The task –
Update the listing below by changing every "camera-trap tally" to "field survey", with all other text left unchanged. Omit the pictures from your answer.

═══

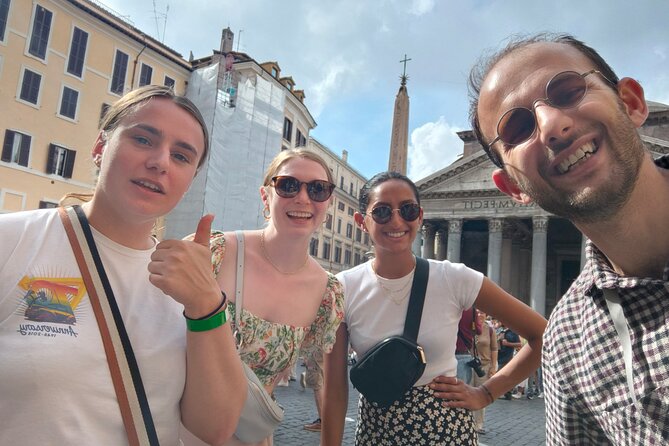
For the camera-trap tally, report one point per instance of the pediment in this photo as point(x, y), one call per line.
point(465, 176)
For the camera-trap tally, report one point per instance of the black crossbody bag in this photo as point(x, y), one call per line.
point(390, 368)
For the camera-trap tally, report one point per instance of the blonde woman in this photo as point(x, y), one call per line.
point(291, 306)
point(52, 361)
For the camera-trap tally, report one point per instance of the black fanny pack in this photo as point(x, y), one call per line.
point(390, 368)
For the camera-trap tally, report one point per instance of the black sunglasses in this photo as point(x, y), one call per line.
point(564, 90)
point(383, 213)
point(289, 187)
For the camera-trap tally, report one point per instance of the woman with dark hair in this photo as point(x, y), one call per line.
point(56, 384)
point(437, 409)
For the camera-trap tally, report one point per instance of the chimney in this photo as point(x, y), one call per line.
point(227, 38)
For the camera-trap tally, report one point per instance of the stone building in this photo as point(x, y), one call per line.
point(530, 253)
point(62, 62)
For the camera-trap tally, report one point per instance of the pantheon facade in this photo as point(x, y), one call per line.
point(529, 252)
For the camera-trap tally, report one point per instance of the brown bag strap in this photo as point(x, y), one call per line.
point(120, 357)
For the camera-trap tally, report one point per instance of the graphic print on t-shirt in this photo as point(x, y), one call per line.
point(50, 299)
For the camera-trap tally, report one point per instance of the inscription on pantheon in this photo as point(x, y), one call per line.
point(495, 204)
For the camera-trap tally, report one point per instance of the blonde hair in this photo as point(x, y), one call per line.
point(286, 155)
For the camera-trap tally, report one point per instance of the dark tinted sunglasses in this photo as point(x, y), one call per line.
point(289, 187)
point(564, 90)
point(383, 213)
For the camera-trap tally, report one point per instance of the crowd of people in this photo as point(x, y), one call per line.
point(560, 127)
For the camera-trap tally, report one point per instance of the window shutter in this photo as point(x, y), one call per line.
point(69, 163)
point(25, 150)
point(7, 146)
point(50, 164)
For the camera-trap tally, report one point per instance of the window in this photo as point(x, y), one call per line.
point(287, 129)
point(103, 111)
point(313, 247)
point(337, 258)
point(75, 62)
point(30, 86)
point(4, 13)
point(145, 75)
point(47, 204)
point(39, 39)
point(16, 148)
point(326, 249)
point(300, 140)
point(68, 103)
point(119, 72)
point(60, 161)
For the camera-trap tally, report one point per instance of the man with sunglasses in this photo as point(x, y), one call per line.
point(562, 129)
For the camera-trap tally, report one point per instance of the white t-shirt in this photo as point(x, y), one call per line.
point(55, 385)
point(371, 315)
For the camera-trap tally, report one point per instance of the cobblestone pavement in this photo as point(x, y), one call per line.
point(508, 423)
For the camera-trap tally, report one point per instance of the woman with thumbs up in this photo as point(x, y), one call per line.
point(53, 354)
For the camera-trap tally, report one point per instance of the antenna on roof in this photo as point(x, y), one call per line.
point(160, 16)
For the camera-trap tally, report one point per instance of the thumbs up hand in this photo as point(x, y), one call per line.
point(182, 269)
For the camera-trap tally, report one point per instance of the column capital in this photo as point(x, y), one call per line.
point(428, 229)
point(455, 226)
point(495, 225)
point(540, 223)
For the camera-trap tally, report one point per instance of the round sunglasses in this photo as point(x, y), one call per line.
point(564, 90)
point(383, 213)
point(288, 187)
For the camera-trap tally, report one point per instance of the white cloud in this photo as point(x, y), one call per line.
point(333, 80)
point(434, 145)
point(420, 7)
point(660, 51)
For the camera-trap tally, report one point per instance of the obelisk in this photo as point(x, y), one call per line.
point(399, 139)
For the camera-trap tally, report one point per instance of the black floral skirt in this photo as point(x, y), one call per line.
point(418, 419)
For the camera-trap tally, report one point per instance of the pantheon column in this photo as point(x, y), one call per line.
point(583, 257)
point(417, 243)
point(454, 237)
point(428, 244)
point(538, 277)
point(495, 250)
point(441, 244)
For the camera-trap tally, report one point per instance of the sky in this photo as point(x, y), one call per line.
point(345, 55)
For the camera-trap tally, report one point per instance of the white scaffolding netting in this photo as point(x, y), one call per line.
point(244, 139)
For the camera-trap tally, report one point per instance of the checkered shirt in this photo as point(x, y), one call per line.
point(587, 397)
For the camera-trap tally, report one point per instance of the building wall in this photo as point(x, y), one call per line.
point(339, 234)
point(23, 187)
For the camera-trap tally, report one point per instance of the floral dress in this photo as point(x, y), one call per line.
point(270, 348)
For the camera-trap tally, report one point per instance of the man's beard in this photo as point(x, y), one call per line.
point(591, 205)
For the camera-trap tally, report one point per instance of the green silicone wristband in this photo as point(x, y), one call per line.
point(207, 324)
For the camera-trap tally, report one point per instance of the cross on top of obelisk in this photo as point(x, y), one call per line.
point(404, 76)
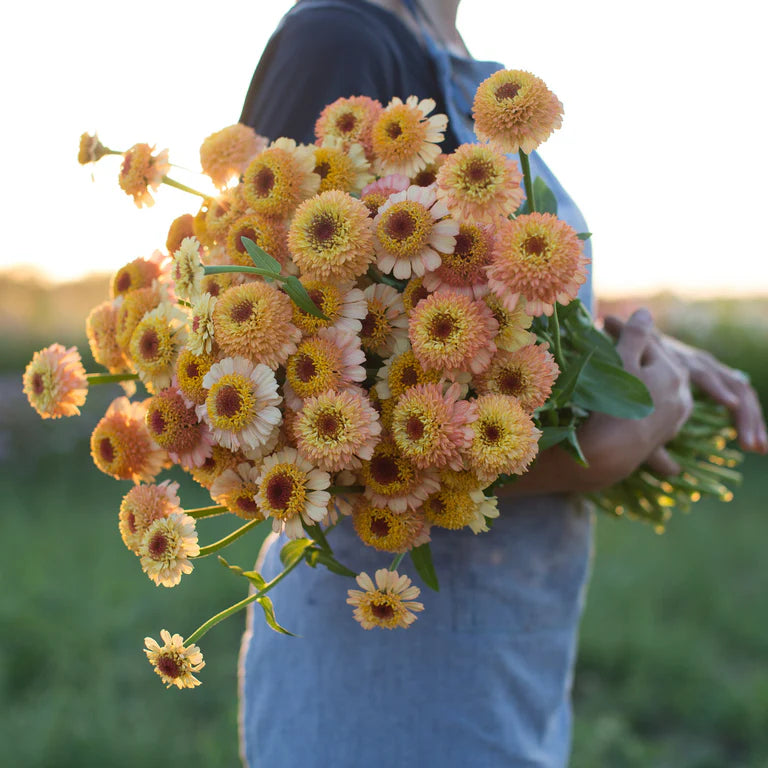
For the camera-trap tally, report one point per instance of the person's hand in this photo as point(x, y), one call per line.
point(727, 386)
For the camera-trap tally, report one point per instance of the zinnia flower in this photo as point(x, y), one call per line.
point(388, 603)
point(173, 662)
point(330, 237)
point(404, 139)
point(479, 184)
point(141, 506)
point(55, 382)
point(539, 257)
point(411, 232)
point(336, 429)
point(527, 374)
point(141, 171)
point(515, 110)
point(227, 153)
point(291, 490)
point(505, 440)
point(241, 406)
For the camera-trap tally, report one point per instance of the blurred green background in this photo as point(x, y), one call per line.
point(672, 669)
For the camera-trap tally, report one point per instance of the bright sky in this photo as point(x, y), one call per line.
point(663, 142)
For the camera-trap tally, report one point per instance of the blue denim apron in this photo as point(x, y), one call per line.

═══

Task solution –
For the field survey, report one point per instance of the pediment in this photo as point(x, y), one call per line.
point(465, 176)
For the field survey, report one point per instance of the black crossbody bag in this photo as point(x, y), one call per line.
point(390, 368)
For the field survey, report one point per instance of the blonde woman in this photo as point(x, y), one call per line.
point(291, 306)
point(52, 361)
For the field survey, report one point per instance of the black fanny pack in this photo as point(x, y), one call per line.
point(390, 368)
For the field survey, report one point per instance of the black sunglasses in this photo as point(x, y), one call per line.
point(564, 90)
point(383, 213)
point(289, 187)
For the field survey, report one point per instance of the woman with dark hair in this photo as point(x, y), one call per line.
point(56, 384)
point(437, 409)
For the field survey, report one point per instance of the chimney in this photo as point(x, y), one call per line.
point(227, 38)
For the field survey, report one point per instance of the stone building in this photo as point(x, y), one call per line.
point(530, 253)
point(62, 62)
For the field survey, report one point per instance of the pantheon facade in this photo as point(x, y), one call per line.
point(529, 252)
For the field survey, report one point per instance of the brown bag strap in this photo as point(x, y), one call per line.
point(120, 357)
For the field survey, report one point per instance of the graphic print on t-shirt in this photo as point(x, y), one call per line.
point(50, 299)
For the field survey, report one point per instance of the inscription on pantheon in this photo as point(x, y), one call per line.
point(495, 204)
For the field survey, report one point per instance of the blonde hair in this photo as point(x, y), one call per line.
point(286, 155)
For the field survey, report one point per instance of the dark tinted sunglasses in this photo as point(x, y), one call per line.
point(289, 187)
point(564, 90)
point(383, 213)
For the field survey, report one point per instance of the crowd of people in this photo as point(x, y), one call per line.
point(560, 127)
For the field survey, report one point per instance of the window shutter in this photo as point(x, y), one call per line.
point(69, 163)
point(25, 150)
point(7, 146)
point(50, 164)
For the field survey, report one point per instance of the window in this photo as point(x, y), one call per line.
point(287, 129)
point(103, 111)
point(313, 247)
point(337, 258)
point(75, 62)
point(30, 86)
point(4, 13)
point(145, 75)
point(47, 204)
point(39, 39)
point(16, 148)
point(326, 249)
point(300, 140)
point(68, 103)
point(119, 72)
point(60, 161)
For the field survey, report one point per instance of the man with sunglasses in this photo as point(x, y), one call per line.
point(562, 129)
For the field survey, report one point per instance of the white t-shirt in this photo as point(x, y), one call per line.
point(55, 385)
point(371, 315)
For the field survey, report one point per instance of the cobblestone pavement in this photo as point(x, y), one call per line.
point(508, 423)
For the field survey, report one point per instance of the woman with thumbs up in this photo as point(x, y), one call per line.
point(53, 354)
For the field survey, report one point per instance of the antenna on roof in this photo as point(x, y), one call per line.
point(160, 16)
For the field survey, report one point per instance of the thumbs up hand in this photo as point(x, y), one call per line.
point(182, 269)
For the field survey, report one point per instance of the column capital in this photo as point(x, y), one call per line.
point(428, 229)
point(455, 226)
point(495, 225)
point(540, 223)
For the field survey, report one point per instance of the round sunglasses in this photo as point(x, y), one call per line.
point(564, 90)
point(383, 213)
point(288, 187)
For the field survey, report one point per instance of the white cloud in this photo as point(x, y), one call per line.
point(333, 80)
point(434, 145)
point(420, 7)
point(660, 51)
For the field survey, report one point per instance of the obelisk in this photo as point(x, y), one call per line.
point(399, 139)
For the field survey, report one point per instance of the black floral skirt in this photo as point(x, y), one call per line.
point(418, 419)
For the field survey, report one point per instance of the pantheon column in this photo as point(x, y), one call per line.
point(583, 257)
point(417, 243)
point(454, 237)
point(428, 244)
point(538, 277)
point(495, 250)
point(441, 244)
For the field survey, report one point per instance of the sky in this photo as point(x, y), one call per line.
point(345, 55)
For the field survey, report one point per instance of the white scaffolding netting in this photo as point(x, y), one call per line.
point(244, 139)
For the field survey, report one point per instance of the checkered shirt in this photo as point(x, y), one call per line.
point(587, 397)
For the field survey, report one point per instance of the building wall in this photo as point(x, y), one call per line.
point(339, 234)
point(23, 187)
For the field survey, report one point per instance of the floral dress in this photo as point(x, y), one call per line.
point(270, 348)
For the field survey, report one point per instance of the man's beard in this photo as point(x, y), one call per line.
point(591, 205)
For the field survey, report one point per instance of the green silicone wristband in this photo as point(x, y), one call per line.
point(207, 324)
For the field survey, report one point per instance of the cross on top of obelisk in this photo as point(x, y), one call per line.
point(404, 76)
For the field survey, report one point per instance of the person's hand in this photo as point(x, y), one call per line.
point(727, 386)
For the field survey, report one point per instance of the zinnia flower in this photo as point(x, y), one call per line.
point(388, 603)
point(173, 662)
point(330, 237)
point(404, 139)
point(479, 184)
point(141, 506)
point(55, 382)
point(539, 257)
point(411, 232)
point(336, 429)
point(527, 374)
point(141, 171)
point(515, 110)
point(227, 153)
point(291, 490)
point(505, 440)
point(241, 406)
For the field survey, report one point per instance of the blurred green background in this photo as point(x, y), one call per line.
point(672, 669)
For the field survey, report one point per instance of the bright sky in this photo as point(x, y), one call per line.
point(663, 142)
For the field survey, report one point per instance of the blue denim apron in this photo as point(x, y), one call per line.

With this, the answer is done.